====== Listed records
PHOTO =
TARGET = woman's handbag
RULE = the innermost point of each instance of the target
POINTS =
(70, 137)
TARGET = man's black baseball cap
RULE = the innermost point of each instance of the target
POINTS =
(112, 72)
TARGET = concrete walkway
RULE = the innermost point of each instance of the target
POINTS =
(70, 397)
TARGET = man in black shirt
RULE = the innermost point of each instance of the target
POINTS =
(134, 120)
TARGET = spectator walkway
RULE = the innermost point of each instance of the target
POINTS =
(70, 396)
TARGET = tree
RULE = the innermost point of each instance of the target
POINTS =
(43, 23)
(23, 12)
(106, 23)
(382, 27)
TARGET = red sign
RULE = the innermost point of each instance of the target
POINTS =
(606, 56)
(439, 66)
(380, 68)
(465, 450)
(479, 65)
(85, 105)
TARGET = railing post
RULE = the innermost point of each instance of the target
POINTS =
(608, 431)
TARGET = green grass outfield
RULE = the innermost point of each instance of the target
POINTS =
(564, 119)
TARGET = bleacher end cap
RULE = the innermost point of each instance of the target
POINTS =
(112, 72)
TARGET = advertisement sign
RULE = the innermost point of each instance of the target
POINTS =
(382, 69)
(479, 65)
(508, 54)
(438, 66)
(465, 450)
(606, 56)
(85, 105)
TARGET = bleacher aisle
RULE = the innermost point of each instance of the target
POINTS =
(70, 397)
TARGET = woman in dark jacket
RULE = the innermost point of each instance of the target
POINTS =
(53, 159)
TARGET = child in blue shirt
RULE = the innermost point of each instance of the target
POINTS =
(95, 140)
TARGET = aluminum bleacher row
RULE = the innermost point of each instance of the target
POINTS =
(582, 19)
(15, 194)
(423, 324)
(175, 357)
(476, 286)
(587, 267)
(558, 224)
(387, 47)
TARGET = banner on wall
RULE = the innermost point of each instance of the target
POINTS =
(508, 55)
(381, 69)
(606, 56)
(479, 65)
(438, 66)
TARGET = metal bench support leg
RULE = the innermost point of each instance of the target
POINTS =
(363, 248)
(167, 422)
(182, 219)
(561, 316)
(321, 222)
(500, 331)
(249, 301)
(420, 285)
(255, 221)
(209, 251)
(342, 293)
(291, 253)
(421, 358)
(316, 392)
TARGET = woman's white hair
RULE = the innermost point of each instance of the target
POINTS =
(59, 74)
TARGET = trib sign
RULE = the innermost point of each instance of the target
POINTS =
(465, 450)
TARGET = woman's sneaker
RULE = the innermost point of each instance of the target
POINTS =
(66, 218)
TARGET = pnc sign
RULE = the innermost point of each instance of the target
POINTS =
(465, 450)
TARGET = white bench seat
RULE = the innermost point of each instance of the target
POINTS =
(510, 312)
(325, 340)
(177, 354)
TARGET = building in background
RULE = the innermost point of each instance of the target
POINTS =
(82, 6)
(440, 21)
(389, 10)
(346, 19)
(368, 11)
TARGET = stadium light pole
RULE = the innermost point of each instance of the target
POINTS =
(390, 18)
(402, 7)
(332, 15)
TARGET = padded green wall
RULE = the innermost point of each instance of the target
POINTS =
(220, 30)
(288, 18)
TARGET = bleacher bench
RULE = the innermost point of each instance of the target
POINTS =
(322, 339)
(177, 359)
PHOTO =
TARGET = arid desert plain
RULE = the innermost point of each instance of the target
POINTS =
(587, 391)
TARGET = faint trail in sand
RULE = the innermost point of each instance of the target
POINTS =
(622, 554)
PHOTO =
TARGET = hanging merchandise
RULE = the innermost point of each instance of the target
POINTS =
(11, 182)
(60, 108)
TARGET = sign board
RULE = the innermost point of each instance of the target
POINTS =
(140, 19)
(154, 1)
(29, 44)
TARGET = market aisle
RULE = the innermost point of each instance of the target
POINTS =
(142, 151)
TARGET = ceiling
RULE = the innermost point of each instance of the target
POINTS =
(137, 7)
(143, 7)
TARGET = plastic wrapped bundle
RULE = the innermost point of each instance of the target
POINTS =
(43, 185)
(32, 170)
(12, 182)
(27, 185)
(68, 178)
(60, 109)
============
Exercise directions:
Set down each line exactly as it appears, starting at the top of the data and ending at the line containing "TARGET = concrete walkway", and include no other lines.

Exercise output:
PHOTO =
TARGET = woman's handbag
RULE = the innermost point of each instance of the target
POINTS =
(70, 137)
TARGET = man's black baseball cap
RULE = the innermost point of each instance of the target
POINTS =
(112, 72)
TARGET = concrete walkway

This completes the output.